» Page extract:
== == ==

Thursday, September 22, 2011

Futureproofing Vancouver: Prison Garde + Eames


Though he's only been in Vancouver for two years, for me, Prison Garde is the epitome of the city's current inspiringly wide-open outlook on dance music.  He defines what Vancouver's club music should be like: witnessing one of his live sets -- particularly in the past year -- is to witness an hour plus of unfiltered, unleaded, unpretentious dance music: drums, bass, synths, all hitting the right places at exactly the right moments.  On the one hand it's almost simplistic, on the other hand it's bewilderingly genius.  He's produced as part of the outfit Megasoid and formerly as Sixtoo, with a long and storied history in his hometown of Montreal, but his material as Prison Garde might be his best yet.  With roots in hip-hop, his sound has been moving all over the place in the past year, and the free album he released just prior to this year's Bass Coast festival -- Systeme Hermes Vol. 1 (which I reviewed for FACT Magazine) -- is an excellent showcase for his diversification, spanning BPMs from 74 to 150.  House, hip-hop, dubstep, techno, whatever, you name it and it's probably swimming somewhere in the Prison Garde stream.   (He also runs the Catalog Gallery in Vancouver's Gastown neighbourhood.)

Then there's his recent partner in crime, Eames, aka Kevin Ehman.  Ehman as a DJ is maybe a bit more of a house head but shares the same appreciation for both hip-hop and a wide swathe of dance music.  A mainstay in Victoria's bustling scene (soon to be profiled via Victoria kingpin Chris Longshanks) for the past year, he recently relocated to Vancouver and has used the opportunity to maximize his collaborations with Squire, and the result is a wealth of tracks under the name Garde + Eames, subtle but devastatingly effective tracks that pull bits and pieces from each producer's musical personality and turn them into streamlined, purified slabs of silky seduction.



The one thing that defines their current sound is hardware; hardware, hardware, and more hardware. The duo are currently working on a practical way to have a completely hardware livePA -- no computers, no digital --  and you can tell from the mix they've provided here.  Part of the reasons these tracks sound so confident and streamlined is because this is no-bullshit stuff: like I said before, drums, synths, basslines.  Crisp hi-hats, lush chords, pulverizing kicks, everything in hi-fidelity for maximum impact.  There's something almost melancholic about these tunes: they're no holds-barred but they're utterly classy and restrained, not giving into the dumbed-down dancefloor dynamics (or lack thereof) that the duo openly decry in the interview below.  Smart, sexy, and sleek, this is vintage dance music for the future, and it's honestly some of the most exciting Vancouver has to offer.  If you like any of the California abstract hip-hop scene, any of the London/Bristol house axis currently on the rise, or any of Berlin's bass music flirtations -- you get the idea -- you need to hear this mix, the West Coast's take on it all that stands up just as well to the likes of any big name UK megastar you can think of.

== == ==

» Task material:

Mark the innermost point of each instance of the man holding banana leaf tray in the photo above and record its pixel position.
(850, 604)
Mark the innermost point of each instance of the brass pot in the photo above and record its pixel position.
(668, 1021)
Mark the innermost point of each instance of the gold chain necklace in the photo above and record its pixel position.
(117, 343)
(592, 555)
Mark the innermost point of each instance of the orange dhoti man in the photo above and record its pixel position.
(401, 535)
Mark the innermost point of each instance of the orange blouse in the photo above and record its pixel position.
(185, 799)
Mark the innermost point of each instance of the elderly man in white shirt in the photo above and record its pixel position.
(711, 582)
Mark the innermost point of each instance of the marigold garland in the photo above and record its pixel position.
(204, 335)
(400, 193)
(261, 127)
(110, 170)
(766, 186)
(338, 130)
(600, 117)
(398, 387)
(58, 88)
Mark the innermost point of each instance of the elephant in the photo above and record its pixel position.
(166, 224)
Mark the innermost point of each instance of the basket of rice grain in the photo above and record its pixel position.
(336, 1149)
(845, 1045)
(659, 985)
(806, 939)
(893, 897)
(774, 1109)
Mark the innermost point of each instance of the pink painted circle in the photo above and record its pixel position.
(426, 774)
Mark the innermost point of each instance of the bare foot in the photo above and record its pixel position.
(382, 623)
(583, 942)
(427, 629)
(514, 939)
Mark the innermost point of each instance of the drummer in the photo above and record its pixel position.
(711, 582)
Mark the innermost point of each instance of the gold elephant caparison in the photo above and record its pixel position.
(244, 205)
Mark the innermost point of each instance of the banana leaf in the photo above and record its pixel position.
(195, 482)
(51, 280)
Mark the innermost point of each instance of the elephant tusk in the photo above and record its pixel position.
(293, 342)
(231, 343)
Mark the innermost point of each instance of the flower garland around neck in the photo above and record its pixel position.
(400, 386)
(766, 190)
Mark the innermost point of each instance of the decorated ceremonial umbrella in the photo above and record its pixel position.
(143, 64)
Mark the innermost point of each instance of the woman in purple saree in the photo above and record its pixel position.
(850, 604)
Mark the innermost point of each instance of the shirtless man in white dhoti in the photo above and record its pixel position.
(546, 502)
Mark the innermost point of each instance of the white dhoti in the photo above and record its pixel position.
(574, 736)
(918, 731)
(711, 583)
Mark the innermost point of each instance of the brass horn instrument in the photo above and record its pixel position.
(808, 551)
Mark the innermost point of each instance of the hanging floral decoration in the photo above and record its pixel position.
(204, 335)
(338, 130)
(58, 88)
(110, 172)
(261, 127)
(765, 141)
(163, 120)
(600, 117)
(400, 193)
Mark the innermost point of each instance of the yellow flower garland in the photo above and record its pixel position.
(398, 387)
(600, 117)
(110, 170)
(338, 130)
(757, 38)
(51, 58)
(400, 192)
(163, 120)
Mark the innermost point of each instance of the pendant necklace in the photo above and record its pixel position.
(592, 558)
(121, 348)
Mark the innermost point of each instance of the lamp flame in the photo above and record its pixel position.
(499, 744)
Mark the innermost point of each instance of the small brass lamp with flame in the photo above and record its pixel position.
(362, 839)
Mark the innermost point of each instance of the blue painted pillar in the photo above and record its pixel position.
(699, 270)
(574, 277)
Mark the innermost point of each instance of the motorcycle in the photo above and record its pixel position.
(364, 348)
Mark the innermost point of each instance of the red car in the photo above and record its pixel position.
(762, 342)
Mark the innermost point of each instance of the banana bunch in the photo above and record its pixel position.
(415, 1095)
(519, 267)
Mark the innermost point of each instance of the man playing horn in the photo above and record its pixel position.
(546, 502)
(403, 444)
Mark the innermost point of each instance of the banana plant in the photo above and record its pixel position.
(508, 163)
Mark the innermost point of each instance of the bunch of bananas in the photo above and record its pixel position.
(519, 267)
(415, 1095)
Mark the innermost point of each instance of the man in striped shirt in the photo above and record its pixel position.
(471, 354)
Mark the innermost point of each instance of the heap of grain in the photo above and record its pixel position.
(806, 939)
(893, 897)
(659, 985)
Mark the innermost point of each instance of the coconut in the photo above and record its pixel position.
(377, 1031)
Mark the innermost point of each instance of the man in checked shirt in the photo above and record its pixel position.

== == ==

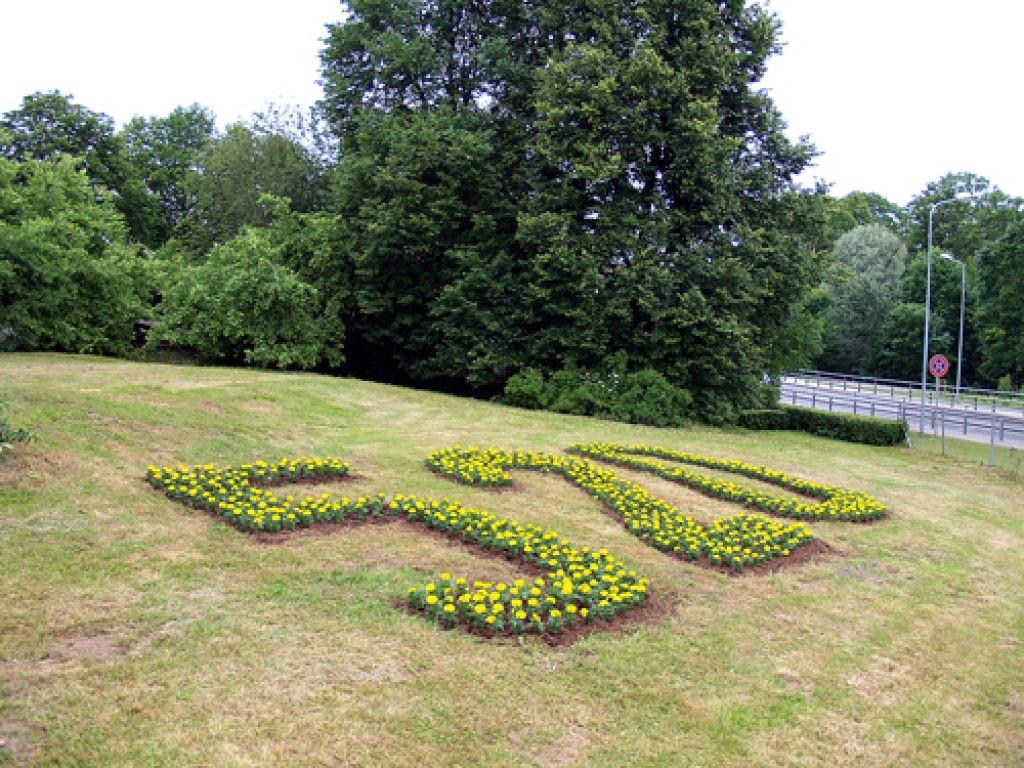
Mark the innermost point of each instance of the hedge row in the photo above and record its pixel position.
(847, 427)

== == ==

» Tasks to perform:
a: Transcribe the passage of the Vancouver dance music post that begins at the words "Then there's his" and stops after "of silky seduction.".
b: How many lines of the records contain the string "flame"? Reply with the number alone.

» Solution list:
a:
Then there's his recent partner in crime, Eames, aka Kevin Ehman.  Ehman as a DJ is maybe a bit more of a house head but shares the same appreciation for both hip-hop and a wide swathe of dance music.  A mainstay in Victoria's bustling scene (soon to be profiled via Victoria kingpin Chris Longshanks) for the past year, he recently relocated to Vancouver and has used the opportunity to maximize his collaborations with Squire, and the result is a wealth of tracks under the name Garde + Eames, subtle but devastatingly effective tracks that pull bits and pieces from each producer's musical personality and turn them into streamlined, purified slabs of silky seduction.

b: 2